▸ **Extrait cité**
+-------+
Mesures de prévention

L'introduction du régime du délai fut accompagné d'une forte volonté de tous les milieux (politique, médical, féminin, média etc.) d'activer la prévention.

1. Éducation sexuelle intensive
L'éducation sexuelle et contraceptive est obligatoire dans les écoles. Mais elle est aussi présente en dehors de l'école, sous forme de campagnes publiques et dans les media. À ce propos, on essaie de se rattacher aux expériences pratiques et aux conditions de vie concrètes des jeunes. L'éducation sexuelle a du succès parce qu'elle prend la forme d'un dialogue ouvert et ne cherche pas à imposer des points de vue moralistes. Le but est que l'individu soit pleinement informé et qu'il soit capable de prendre des décisions responsables dans le domaine de la sexualité.

L'expérience des États-Unis montre a contrario qu'une éducation sexuelle basée sur l'abstinence ne vaut rien – le taux d'avortement chez les jeunes aux États-Unis est beaucoup plus élevé qu'en Hollande (cf. tableau "Taux d'IVG pour 1000 femmes de 15 à 19 ans").

2. Contraception gratuite
Les coûts de la pilule, du stérilet et de la stérilisation sont couverts par l'assurance-maladie de base. Cela signifie que ces moyens sont gratuits pour 60% environ de la population,.
+-------+
▸ **Matériel fourni**
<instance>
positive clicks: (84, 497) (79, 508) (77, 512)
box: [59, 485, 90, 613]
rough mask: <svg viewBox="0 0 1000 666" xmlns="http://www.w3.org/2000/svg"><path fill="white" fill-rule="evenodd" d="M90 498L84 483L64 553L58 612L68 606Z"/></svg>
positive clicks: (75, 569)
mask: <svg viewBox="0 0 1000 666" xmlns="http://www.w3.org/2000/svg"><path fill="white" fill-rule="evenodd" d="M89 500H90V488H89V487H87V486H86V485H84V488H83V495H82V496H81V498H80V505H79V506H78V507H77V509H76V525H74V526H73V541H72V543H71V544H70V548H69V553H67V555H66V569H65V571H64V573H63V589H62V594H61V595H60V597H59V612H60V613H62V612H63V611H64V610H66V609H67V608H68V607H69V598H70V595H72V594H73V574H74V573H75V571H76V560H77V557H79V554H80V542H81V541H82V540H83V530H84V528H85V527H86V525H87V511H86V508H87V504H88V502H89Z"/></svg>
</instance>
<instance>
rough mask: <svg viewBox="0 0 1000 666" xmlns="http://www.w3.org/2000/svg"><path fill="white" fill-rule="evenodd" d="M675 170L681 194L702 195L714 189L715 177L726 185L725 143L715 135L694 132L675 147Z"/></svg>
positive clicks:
+-------+
▸ **Travail à faire 1**
D'après l'extrait sur les mesures de prévention, quels moyens de contraception l'assurance-maladie de base prend-elle en charge ?
▸ **Travail à faire 2**
Poursuivez l'extrait sur les mesures de prévention à la suite de sa dernière phrase.

▸ **Résultat de l'exercice 1**
La pilule, le stérilet et la stérilisation.

▸ **Résultat de l'exercice 2**
3. Accès au planning familial simple
Ce sont principalement les médecins de famille qui sont responsables de la planification familiale. Entre 80 et 90% des Hollandais s'adressent à leur médecin de famille pour ce conseil. Cela veut dire que psychologiquement et géographiquement il n'y a pas de barrières à l'accès au planning familial. On le trouve "juste au coin de la rue". Il existe en plus un réseau de cliniques ambulatoires indépendantes réservées au planning familial. C'est seulement dans des cas très particuliers qu'il est nécessaire de consulter un spécialiste.

4. Lors d'une IVG, la contraception est au centre du conseil
Chaque femme ayant subi une IVG est informée en détail sur les méthodes de contraception et peut tout de suite obtenir la pilule, un stérilet ou un autre moyen contraceptif. C'est pourquoi les dénommées "récidives d'IVG" sont relativement rares.

Le résultat

Ces mesures ont conduit à une utilisation très soutenue des méthodes de contraception les plus sûres (pilule et stérilisation). Plus fréquente que dans les pays scandinaves, où la pilule ne s'obtient que chez le gynécologue et n'est pas gratuite. De ce fait, le taux d'avortement est nettement plus élevé en Scandinavie qu'en Hollande.

Utilisation d'une méthode contraceptive fiable
(en pourcent des femmes de 15 à 44 ans sexuellement actives)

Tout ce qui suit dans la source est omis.